[[ Exercise passage, beginning ]]

Trying to predict the development of the metaverse is as problematical as trying to predict the development of, well . . .   any baby!  Both entities are simply too far from their final forms to gauge a meaningful answer.  Certainly, one can describe their present shapes, perhaps identify the building blocks of more sophisticated systems to come – yet clues to their final forms remain equally opaque.

Will the metaverse continue to evolve forever?  How large will it grow, what doors will it open, what transformations (for better or worse) will it inspire?  What, in other words, is its ultimate potential?

For these questions we presently have few definitive answers, although educated conjecture indicates this particular baby just might trigger a fundamental shift in how we live our lives.

What is the metaverse?

As a concept, the metaverse has been around since the 1980s, employed in fictional terms to suggest a virtual sanctuary for characters to escape oppressive societies.  However, the term truly penetrated the public consciousness in October 2021, when Facebook boss Mark Zuckerberg officially rebranded Facebook’s parent company as ‘Meta’.  In doing so, he effectively refocused company resources on creating the first global, interconnected metaverse, an endlessly expandable pixel-built realm for existing and co-existing.

Zuckerberg described his vision of a metaverse as “the successor to the mobile internet – we’ll be able to feel present, like we’re right there with people, no matter how far apart we actually are.”[1]

His announcement had one immediate impact: sending ‘metaverse’ as a search term soaring up the Google rankings.[2]

For those who resisted the urge last October to Google the future, consider the metaverse as a collision of the real and digital spheres.  At its most rudimentary level, it is a technology that allows users to interact virtually across social media, gaming, digital environments and cryptocurrencies.  Further along its evolutionary course, the metaverse will become a more multidimensional experience, allowing users to immerse themselves in a communal simulation of our own world.

Yes, one day you (or, more accurately, your representative avatar) could enter a virtual domain and interact with others in the same way as in ‘normal’ life.  You might gather to work on a shared business project, or to relax over a movie or sports game, or to trial particular cars or holiday destinations before purchasing.

[[ Exercise passage, end ]]

Can you quote, word for word, the metaverse passage from "His announcement had" to "our own world."?

[[ Information supplied, beginning ]]

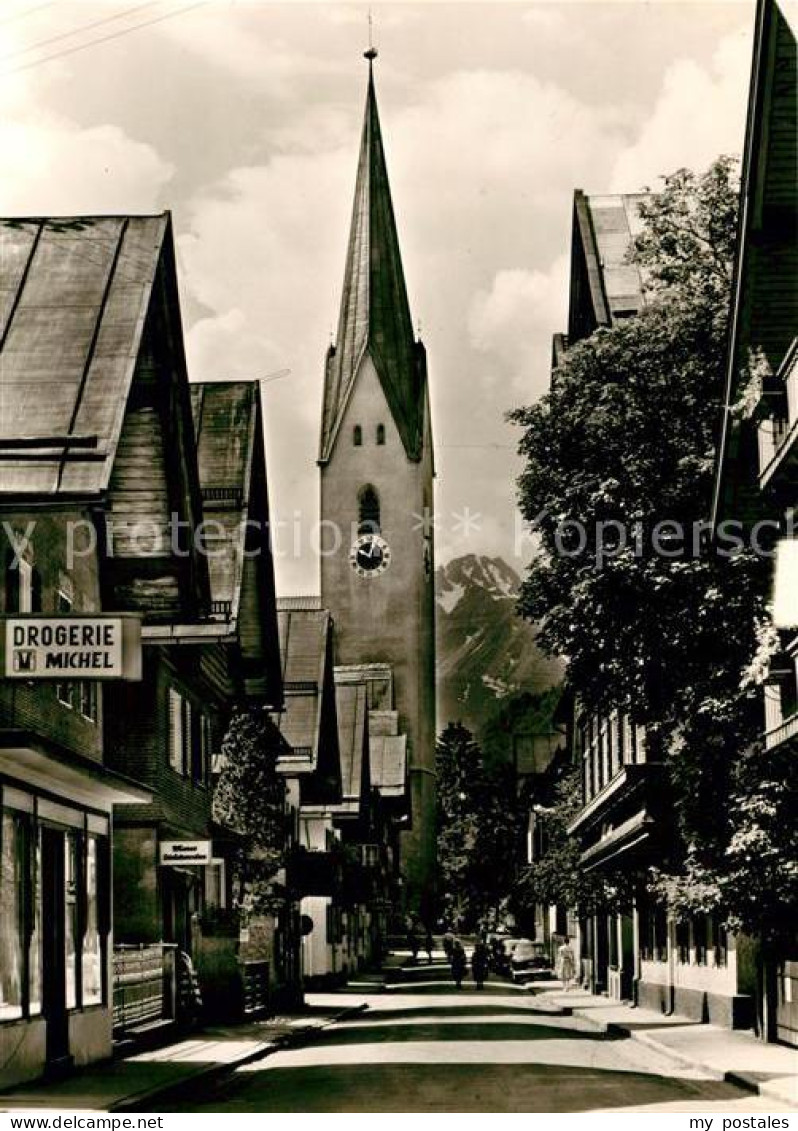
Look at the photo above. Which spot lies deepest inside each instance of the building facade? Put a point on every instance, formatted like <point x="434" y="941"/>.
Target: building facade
<point x="755" y="480"/>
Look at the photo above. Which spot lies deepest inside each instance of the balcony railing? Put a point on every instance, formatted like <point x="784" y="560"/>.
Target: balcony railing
<point x="786" y="730"/>
<point x="778" y="431"/>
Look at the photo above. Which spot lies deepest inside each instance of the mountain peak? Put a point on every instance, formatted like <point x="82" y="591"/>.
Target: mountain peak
<point x="493" y="575"/>
<point x="485" y="650"/>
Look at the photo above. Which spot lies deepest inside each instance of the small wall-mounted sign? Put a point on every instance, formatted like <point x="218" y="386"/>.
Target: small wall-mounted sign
<point x="85" y="647"/>
<point x="185" y="852"/>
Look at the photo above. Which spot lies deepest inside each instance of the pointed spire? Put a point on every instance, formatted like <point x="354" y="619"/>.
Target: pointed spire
<point x="374" y="313"/>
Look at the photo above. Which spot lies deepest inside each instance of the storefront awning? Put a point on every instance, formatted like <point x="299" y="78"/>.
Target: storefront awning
<point x="36" y="761"/>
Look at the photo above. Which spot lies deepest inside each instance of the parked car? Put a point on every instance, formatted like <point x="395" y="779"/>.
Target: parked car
<point x="530" y="960"/>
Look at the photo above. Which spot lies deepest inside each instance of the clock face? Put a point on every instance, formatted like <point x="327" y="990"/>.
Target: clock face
<point x="370" y="555"/>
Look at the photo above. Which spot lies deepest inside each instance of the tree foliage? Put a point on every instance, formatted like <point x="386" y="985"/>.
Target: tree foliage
<point x="477" y="830"/>
<point x="250" y="800"/>
<point x="617" y="481"/>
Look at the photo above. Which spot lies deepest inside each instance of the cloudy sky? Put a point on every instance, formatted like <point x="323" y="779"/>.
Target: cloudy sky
<point x="243" y="118"/>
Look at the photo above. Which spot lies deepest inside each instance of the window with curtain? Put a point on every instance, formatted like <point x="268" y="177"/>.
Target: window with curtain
<point x="71" y="939"/>
<point x="35" y="946"/>
<point x="175" y="731"/>
<point x="92" y="951"/>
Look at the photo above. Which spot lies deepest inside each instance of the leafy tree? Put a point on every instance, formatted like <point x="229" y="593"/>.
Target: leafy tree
<point x="617" y="481"/>
<point x="250" y="800"/>
<point x="477" y="830"/>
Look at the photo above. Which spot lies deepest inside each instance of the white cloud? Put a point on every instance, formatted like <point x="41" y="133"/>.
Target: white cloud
<point x="514" y="320"/>
<point x="59" y="167"/>
<point x="700" y="113"/>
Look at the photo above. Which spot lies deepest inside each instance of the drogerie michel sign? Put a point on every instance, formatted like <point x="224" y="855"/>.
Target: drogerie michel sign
<point x="90" y="647"/>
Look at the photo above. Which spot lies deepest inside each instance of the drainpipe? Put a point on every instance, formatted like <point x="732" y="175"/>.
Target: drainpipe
<point x="671" y="967"/>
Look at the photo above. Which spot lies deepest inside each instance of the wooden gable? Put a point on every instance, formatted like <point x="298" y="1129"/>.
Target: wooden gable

[[ Information supplied, end ]]

## Response to the exercise
His announcement had one immediate impact: sending ‘metaverse’ as a search term soaring up the Google rankings.[2]

For those who resisted the urge last October to Google the future, consider the metaverse as a collision of the real and digital spheres.  At its most rudimentary level, it is a technology that allows users to interact virtually across social media, gaming, digital environments and cryptocurrencies.  Further along its evolutionary course, the metaverse will become a more multidimensional experience, allowing users to immerse themselves in a communal simulation of our own world.